**INSTRUCTIONS TO FOLLOW**. Can you rewrite the listing below with every "drop one marker" changed to "place one pin" and nothing else altered? Leave the pictures out of your answer.

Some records
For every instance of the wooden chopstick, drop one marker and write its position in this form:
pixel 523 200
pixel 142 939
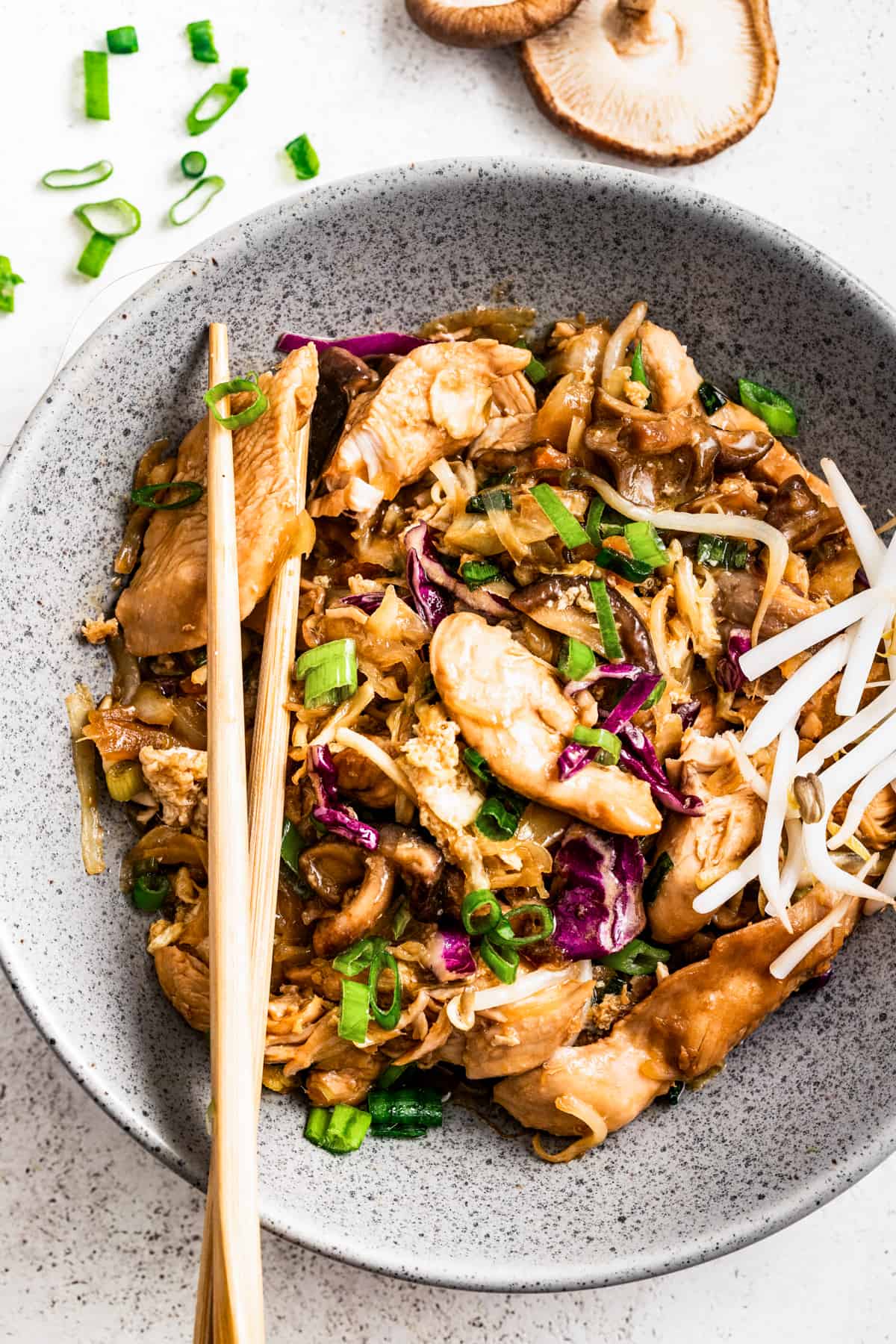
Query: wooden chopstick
pixel 235 1236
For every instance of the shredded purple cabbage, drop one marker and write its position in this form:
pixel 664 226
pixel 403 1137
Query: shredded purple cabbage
pixel 334 815
pixel 600 909
pixel 450 956
pixel 729 673
pixel 366 347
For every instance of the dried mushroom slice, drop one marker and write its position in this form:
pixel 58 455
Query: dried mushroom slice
pixel 487 23
pixel 667 82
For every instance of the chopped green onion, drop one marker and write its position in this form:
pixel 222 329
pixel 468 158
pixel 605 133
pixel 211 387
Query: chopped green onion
pixel 504 934
pixel 151 890
pixel 535 370
pixel 200 195
pixel 724 553
pixel 477 765
pixel 292 846
pixel 770 406
pixel 386 1018
pixel 608 744
pixel 576 660
pixel 144 495
pixel 638 373
pixel 354 1012
pixel 304 158
pixel 193 164
pixel 473 902
pixel 657 875
pixel 637 959
pixel 124 779
pixel 213 105
pixel 606 621
pixel 66 179
pixel 235 385
pixel 563 522
pixel 485 500
pixel 474 573
pixel 202 42
pixel 501 960
pixel 97 85
pixel 712 398
pixel 116 218
pixel 359 956
pixel 8 281
pixel 96 255
pixel 122 42
pixel 647 544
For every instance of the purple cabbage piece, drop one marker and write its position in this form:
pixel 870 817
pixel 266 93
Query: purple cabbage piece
pixel 450 957
pixel 339 820
pixel 418 541
pixel 600 909
pixel 640 759
pixel 729 673
pixel 366 347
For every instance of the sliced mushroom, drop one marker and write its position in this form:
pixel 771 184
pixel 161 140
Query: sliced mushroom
pixel 487 23
pixel 667 82
pixel 556 603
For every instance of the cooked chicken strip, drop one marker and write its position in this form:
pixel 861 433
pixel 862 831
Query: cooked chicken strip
pixel 432 405
pixel 514 712
pixel 164 608
pixel 687 1026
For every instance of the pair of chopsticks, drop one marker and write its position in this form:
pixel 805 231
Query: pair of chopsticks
pixel 243 865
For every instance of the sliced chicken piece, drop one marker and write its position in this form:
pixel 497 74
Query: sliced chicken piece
pixel 685 1027
pixel 520 1036
pixel 430 405
pixel 164 608
pixel 514 712
pixel 671 371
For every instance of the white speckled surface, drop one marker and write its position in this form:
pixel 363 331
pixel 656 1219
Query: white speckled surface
pixel 99 1242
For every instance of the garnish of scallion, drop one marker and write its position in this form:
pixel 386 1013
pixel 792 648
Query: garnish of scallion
pixel 304 158
pixel 69 179
pixel 96 85
pixel 195 201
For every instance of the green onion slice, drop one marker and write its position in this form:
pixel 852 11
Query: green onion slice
pixel 202 42
pixel 235 385
pixel 193 166
pixel 200 195
pixel 386 1018
pixel 66 179
pixel 576 660
pixel 122 42
pixel 144 495
pixel 97 85
pixel 608 744
pixel 771 406
pixel 96 255
pixel 563 522
pixel 473 903
pixel 655 880
pixel 116 218
pixel 647 544
pixel 501 960
pixel 354 1012
pixel 504 934
pixel 606 621
pixel 304 158
pixel 712 398
pixel 474 573
pixel 637 959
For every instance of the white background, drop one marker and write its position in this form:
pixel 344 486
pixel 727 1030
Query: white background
pixel 99 1242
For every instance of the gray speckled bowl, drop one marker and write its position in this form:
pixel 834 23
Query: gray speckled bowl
pixel 809 1104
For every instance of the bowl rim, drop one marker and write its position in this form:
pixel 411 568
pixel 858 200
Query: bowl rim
pixel 856 1159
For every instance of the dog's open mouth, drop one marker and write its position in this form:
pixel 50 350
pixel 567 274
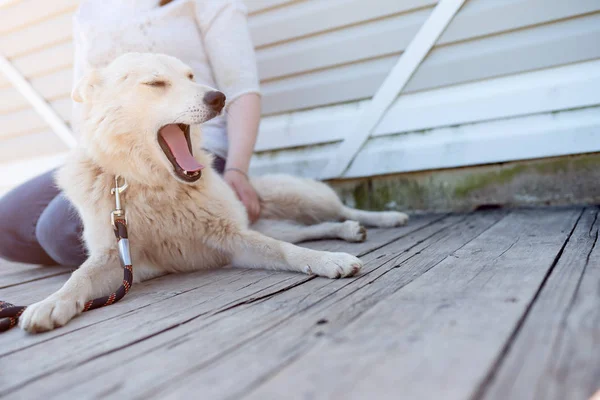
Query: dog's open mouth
pixel 174 140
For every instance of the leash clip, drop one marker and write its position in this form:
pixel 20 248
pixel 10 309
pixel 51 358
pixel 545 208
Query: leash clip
pixel 118 212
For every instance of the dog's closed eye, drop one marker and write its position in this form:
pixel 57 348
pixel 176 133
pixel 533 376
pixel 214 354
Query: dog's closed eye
pixel 156 83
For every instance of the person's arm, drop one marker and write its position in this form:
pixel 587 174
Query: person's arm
pixel 243 117
pixel 230 51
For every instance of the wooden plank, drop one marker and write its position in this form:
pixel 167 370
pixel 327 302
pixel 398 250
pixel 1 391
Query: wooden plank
pixel 371 39
pixel 393 84
pixel 31 146
pixel 28 12
pixel 212 303
pixel 16 274
pixel 557 134
pixel 32 291
pixel 128 321
pixel 550 357
pixel 256 6
pixel 241 333
pixel 43 62
pixel 14 173
pixel 522 50
pixel 29 121
pixel 438 335
pixel 49 32
pixel 52 87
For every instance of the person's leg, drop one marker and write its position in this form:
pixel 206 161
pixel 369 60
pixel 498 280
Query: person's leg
pixel 20 210
pixel 59 232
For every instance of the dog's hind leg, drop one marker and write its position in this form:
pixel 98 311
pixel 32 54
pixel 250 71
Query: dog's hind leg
pixel 97 276
pixel 293 232
pixel 378 219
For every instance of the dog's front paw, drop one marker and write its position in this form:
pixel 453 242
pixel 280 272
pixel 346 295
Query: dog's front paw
pixel 335 265
pixel 53 312
pixel 391 219
pixel 353 231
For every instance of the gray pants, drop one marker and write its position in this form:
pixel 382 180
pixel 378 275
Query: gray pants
pixel 38 225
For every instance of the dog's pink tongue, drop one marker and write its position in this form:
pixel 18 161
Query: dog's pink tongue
pixel 175 139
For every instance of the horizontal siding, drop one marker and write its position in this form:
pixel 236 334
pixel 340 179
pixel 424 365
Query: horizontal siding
pixel 43 62
pixel 306 18
pixel 334 54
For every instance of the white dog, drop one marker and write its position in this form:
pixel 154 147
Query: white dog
pixel 142 115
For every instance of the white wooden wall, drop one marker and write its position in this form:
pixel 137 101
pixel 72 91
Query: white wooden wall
pixel 508 79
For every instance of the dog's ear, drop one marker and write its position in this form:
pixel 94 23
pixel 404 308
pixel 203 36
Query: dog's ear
pixel 86 85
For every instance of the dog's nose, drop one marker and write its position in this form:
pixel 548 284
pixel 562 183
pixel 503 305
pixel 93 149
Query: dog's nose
pixel 215 100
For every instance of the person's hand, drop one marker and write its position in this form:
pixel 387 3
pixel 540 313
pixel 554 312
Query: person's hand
pixel 240 184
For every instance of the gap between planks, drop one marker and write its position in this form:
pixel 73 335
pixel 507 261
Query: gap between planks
pixel 264 317
pixel 213 302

**ANSWER TO THIS TASK**.
For every instance of the wooden chopstick, place one pin and write its position in this form:
pixel 523 200
pixel 142 939
Query: wooden chopstick
pixel 235 1236
For every instance of the shredded purple cabbage, place one pin and write its position in this form:
pixel 664 226
pixel 403 1137
Query: shredded purple cabbage
pixel 334 815
pixel 600 909
pixel 450 956
pixel 729 673
pixel 366 347
For every instance of the dried mushroom slice, place one pin and write its position in this form:
pixel 58 455
Query: dried mushroom slice
pixel 487 23
pixel 667 82
For every instance of the chopped green onion, place one pin and write its position in this form:
pixel 222 329
pixel 468 158
pixel 605 133
pixel 211 387
Query: chopped green onion
pixel 504 934
pixel 151 890
pixel 535 370
pixel 200 195
pixel 724 553
pixel 477 765
pixel 292 846
pixel 770 406
pixel 386 1018
pixel 608 744
pixel 576 660
pixel 144 495
pixel 638 373
pixel 354 1012
pixel 304 158
pixel 193 164
pixel 473 902
pixel 657 875
pixel 637 959
pixel 124 779
pixel 213 105
pixel 606 621
pixel 66 179
pixel 235 385
pixel 563 522
pixel 485 500
pixel 474 573
pixel 202 42
pixel 501 960
pixel 97 85
pixel 712 398
pixel 116 218
pixel 359 956
pixel 8 281
pixel 96 255
pixel 122 42
pixel 647 544
For every instance of the purple cabbage piece, place one pin and write its position in this form:
pixel 870 817
pixel 266 93
Query: purple cabbage piece
pixel 450 957
pixel 339 820
pixel 418 541
pixel 600 909
pixel 640 759
pixel 729 673
pixel 366 347
For every instance of the sliced mushroom, place one pin and write its position in this form:
pixel 771 184
pixel 161 140
Query: sliced mushroom
pixel 487 23
pixel 667 82
pixel 556 603
For every instance of the cooked chicken strip, place one pin and write its position in this form:
pixel 861 433
pixel 862 831
Query: cooked chicken strip
pixel 432 405
pixel 514 712
pixel 164 608
pixel 687 1026
For every instance of the pair of chopsticks, place one pin and write its position in this form:
pixel 805 231
Query: pair of chopsticks
pixel 243 865
For every instance of the sliced chicken piece, place one pin and write its position in this form:
pixel 497 74
Query: sliced chicken piece
pixel 685 1027
pixel 520 1036
pixel 430 405
pixel 164 608
pixel 514 712
pixel 671 371
For every instance of the white speckled surface, place one pin and write its position in this form:
pixel 363 331
pixel 656 1219
Query: white speckled surface
pixel 99 1242
For every instance of the garnish of scallion, place one pin and write its position in this form:
pixel 386 1013
pixel 792 648
Query: garnish of scallion
pixel 304 158
pixel 69 179
pixel 96 85
pixel 195 201
For every instance of the green onion slice, place one pin and write its position in this form:
pixel 852 11
Query: green onion slice
pixel 202 42
pixel 235 385
pixel 193 166
pixel 200 195
pixel 386 1018
pixel 66 179
pixel 576 660
pixel 122 42
pixel 144 495
pixel 97 85
pixel 608 744
pixel 771 406
pixel 96 255
pixel 563 522
pixel 473 903
pixel 655 880
pixel 116 218
pixel 647 544
pixel 501 960
pixel 354 1012
pixel 504 934
pixel 606 621
pixel 304 158
pixel 712 398
pixel 474 573
pixel 637 959
For every instance of the white background, place one pin and write its position in this form:
pixel 344 486
pixel 727 1030
Query: white background
pixel 99 1242
For every instance of the gray speckled bowl, place one pin and write its position in this form:
pixel 834 23
Query: gray speckled bowl
pixel 809 1104
For every instance of the bowl rim, place one pin and write its position in this form:
pixel 411 568
pixel 858 200
Query: bowl rim
pixel 856 1159
For every instance of the dog's open mouth, place one pin and write its position in this form:
pixel 50 350
pixel 567 274
Query: dog's open mouth
pixel 174 140
For every instance of the leash clip, place one pin and write its position in this form:
pixel 20 248
pixel 10 309
pixel 51 358
pixel 545 208
Query: leash clip
pixel 118 212
For every instance of the dog's closed eye, place one pin and write its position in this form:
pixel 57 348
pixel 176 133
pixel 533 376
pixel 214 354
Query: dog's closed eye
pixel 156 83
For every instance of the person's arm, place one pin and write its position in this form:
pixel 587 174
Query: person's arm
pixel 243 117
pixel 230 51
For every instance of the wooden plank, place one pin and write its position in this form:
pixel 167 370
pixel 327 302
pixel 398 250
pixel 1 391
Query: wooden plank
pixel 371 39
pixel 393 84
pixel 31 146
pixel 28 12
pixel 212 303
pixel 16 274
pixel 557 134
pixel 32 291
pixel 128 321
pixel 550 357
pixel 256 6
pixel 241 333
pixel 43 62
pixel 14 173
pixel 522 50
pixel 29 121
pixel 438 335
pixel 49 32
pixel 52 87
For every instance of the person's leg, place one pin and write its position in this form:
pixel 206 161
pixel 369 60
pixel 498 280
Query: person's leg
pixel 20 210
pixel 59 232
For every instance of the dog's hind leg, place one pin and write its position in this form:
pixel 98 311
pixel 32 54
pixel 250 71
Query: dog's hind leg
pixel 97 276
pixel 293 232
pixel 378 219
For every instance of the dog's front paw, place one pin and write its position in this form:
pixel 453 242
pixel 280 272
pixel 346 295
Query: dog's front paw
pixel 335 265
pixel 53 312
pixel 391 219
pixel 353 231
For every instance of the gray pants, place one pin and write its position in this form:
pixel 382 180
pixel 378 275
Query: gray pants
pixel 38 225
For every instance of the dog's pink tongue, place one pin and write its position in this form:
pixel 18 161
Query: dog's pink tongue
pixel 175 139
For every instance of the horizontal siding, place one pin and write its position in this form:
pixel 236 334
pixel 340 179
pixel 424 365
Query: horizontal siding
pixel 43 62
pixel 306 18
pixel 334 54
For every instance of the white dog, place one pin and write its position in this form:
pixel 154 147
Query: white dog
pixel 142 115
For every instance of the white wooden wall, place one pin and write its position in this form:
pixel 137 101
pixel 72 91
Query: white wooden wall
pixel 508 79
For every instance of the dog's ear, place one pin and write its position in this form:
pixel 94 23
pixel 404 308
pixel 203 36
Query: dog's ear
pixel 86 85
For every instance of the dog's nose, place one pin and write its position in this form:
pixel 548 284
pixel 562 183
pixel 503 305
pixel 93 149
Query: dog's nose
pixel 215 100
For every instance of the person's hand, place one pin and write its position in this form:
pixel 387 3
pixel 540 313
pixel 554 312
Query: person's hand
pixel 240 184
For every instance of the gap between planks, place one pin and write its position in this form:
pixel 73 335
pixel 507 261
Query: gap between planks
pixel 264 317
pixel 213 302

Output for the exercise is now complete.